Requirement 1:
In the anomaly detection passage, what does a company commonly apply to detect anomaly?

· · · · ·

Anomaly detection

Different subscriber behaviours, hardware setups, and software configurations in the Internet service product generate various patterns. A development team validates its functionality by strict evaluation process, such as test pass rates, trouble reports, or key performance indicators. However, absence of evidence is not an evidence of absence. It is hard to detect abnormality when unknown cases deviated from normal behaviours. The root cause for these cases might be due to unseen user behaviors, hardware malfunctions or software defects. We call this anomaly.

Anomaly detection refers to the problem of finding patterns in data that do not conform to the expected behaviour occurring on product. For example, we can identify unusual peaks and drops of traffic which are different from normal pattern. Since it is hard to conclude possible abnormal behaviours by rule-based system, a company commonly applies machine learning techniques to detect anomaly. It is important in computer system performance mornitoring perspective to detect anomalies quickly and automaticallly.

· · · · ·

Requirement 2:
In the records, begin at the line that has "Element lookup: the person" and stop after the line that has "[198,383,234,392]". Write those lines out again with "guardrail" switched to "railing" and everything else unchanged.

· · · · ·

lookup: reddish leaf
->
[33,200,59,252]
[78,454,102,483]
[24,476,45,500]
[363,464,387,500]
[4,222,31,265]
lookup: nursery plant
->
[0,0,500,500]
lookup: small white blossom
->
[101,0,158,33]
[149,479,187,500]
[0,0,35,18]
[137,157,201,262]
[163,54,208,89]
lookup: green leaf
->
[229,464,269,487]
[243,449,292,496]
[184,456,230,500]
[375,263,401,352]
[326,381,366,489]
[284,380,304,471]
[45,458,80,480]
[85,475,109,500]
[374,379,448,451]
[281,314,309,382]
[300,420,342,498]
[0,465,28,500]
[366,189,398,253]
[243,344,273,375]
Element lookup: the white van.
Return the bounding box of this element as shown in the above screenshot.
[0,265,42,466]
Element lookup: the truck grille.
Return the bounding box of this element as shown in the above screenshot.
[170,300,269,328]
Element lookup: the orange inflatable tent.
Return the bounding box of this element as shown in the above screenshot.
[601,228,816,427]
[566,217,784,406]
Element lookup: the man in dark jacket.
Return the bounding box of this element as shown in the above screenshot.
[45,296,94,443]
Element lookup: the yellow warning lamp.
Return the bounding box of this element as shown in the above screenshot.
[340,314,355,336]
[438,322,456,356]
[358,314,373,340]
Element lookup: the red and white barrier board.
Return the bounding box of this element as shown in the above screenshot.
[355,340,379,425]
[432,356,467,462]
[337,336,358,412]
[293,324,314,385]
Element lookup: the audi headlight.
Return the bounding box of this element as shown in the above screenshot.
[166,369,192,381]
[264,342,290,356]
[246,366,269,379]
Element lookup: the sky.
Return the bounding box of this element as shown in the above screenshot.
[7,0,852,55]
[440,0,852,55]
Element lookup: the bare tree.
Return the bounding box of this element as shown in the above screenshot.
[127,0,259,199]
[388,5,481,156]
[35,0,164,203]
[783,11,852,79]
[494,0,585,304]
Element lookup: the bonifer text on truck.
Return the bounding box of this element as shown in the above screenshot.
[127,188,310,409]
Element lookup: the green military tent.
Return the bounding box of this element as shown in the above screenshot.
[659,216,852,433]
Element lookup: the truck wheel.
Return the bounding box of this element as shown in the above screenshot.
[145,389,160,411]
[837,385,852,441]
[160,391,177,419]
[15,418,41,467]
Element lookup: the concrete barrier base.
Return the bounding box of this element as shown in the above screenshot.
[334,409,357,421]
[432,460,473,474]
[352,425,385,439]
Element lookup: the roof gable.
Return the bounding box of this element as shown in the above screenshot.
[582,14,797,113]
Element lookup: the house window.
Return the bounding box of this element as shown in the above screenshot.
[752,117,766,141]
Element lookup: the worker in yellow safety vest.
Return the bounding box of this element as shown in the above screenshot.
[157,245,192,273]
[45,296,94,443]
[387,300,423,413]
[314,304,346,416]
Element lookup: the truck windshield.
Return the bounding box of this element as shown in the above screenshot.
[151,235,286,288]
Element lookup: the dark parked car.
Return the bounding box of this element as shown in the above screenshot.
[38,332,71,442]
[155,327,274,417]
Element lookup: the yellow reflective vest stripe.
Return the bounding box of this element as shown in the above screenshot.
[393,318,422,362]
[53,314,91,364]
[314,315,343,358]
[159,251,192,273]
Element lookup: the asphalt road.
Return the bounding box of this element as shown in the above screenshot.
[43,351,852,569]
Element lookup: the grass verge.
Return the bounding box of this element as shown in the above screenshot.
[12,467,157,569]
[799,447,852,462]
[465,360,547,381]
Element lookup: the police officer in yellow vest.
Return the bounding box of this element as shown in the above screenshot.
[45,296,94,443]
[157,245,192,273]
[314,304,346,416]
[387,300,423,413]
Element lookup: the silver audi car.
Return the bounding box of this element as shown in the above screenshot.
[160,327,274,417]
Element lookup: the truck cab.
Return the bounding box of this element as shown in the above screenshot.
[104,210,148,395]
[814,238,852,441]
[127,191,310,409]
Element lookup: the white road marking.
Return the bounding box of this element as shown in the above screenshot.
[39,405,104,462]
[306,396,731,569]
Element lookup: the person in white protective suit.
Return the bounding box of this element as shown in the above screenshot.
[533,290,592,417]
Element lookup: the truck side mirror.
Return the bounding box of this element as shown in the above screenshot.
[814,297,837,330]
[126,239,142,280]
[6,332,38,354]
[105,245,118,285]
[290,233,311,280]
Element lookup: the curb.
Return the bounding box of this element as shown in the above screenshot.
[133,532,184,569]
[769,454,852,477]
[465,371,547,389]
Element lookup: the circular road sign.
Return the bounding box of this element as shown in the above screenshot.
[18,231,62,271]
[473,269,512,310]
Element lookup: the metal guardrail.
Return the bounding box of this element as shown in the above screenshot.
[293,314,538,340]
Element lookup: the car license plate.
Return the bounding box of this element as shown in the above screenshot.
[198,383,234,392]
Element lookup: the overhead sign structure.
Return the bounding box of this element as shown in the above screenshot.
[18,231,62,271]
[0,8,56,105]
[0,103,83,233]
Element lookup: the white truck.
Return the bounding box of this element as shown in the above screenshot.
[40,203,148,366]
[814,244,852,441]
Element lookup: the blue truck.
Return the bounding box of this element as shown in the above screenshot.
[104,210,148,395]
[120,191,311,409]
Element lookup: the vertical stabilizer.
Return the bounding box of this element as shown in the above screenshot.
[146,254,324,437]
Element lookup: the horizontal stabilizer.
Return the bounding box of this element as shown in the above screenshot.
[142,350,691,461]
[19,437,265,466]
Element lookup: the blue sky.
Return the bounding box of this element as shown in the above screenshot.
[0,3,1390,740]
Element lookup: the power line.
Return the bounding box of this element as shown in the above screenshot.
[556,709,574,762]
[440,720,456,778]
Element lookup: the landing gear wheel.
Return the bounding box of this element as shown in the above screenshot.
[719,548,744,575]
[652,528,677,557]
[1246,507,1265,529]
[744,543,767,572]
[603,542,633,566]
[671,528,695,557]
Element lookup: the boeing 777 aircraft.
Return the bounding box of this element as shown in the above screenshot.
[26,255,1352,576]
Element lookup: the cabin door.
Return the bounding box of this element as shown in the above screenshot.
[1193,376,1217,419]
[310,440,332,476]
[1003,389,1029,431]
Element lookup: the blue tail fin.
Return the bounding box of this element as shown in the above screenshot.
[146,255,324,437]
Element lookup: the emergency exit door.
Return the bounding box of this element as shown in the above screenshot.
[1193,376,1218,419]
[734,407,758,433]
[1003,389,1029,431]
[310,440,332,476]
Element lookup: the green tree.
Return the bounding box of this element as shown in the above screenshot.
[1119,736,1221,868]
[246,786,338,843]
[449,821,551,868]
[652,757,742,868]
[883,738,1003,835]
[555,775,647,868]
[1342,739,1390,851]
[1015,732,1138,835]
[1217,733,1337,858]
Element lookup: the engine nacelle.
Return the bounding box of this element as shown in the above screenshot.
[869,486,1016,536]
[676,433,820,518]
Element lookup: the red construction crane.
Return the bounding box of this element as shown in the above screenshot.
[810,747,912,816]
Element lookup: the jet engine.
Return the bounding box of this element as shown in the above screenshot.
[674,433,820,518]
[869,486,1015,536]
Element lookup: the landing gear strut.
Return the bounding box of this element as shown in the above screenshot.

· · · · ·

Correct response 1:
Machine learning techniques

Correct response 2:
Element lookup: the person in white protective suit.
Return the bounding box of this element as shown in the above screenshot.
[533,290,592,417]
Element lookup: the truck side mirror.
Return the bounding box of this element as shown in the above screenshot.
[814,297,837,330]
[126,239,142,280]
[6,332,38,354]
[105,245,118,285]
[290,233,311,280]
Element lookup: the curb.
Return the bounding box of this element as shown in the above screenshot.
[133,532,184,569]
[769,454,852,477]
[465,371,547,389]
Element lookup: the circular road sign.
Return the bounding box of this element as shown in the above screenshot.
[18,231,62,271]
[473,269,512,310]
Element lookup: the metal railing.
Return the bounding box of this element as shown in the above screenshot.
[293,314,538,340]
Element lookup: the car license plate.
Return the bounding box of this element as shown in the above screenshot.
[198,383,234,392]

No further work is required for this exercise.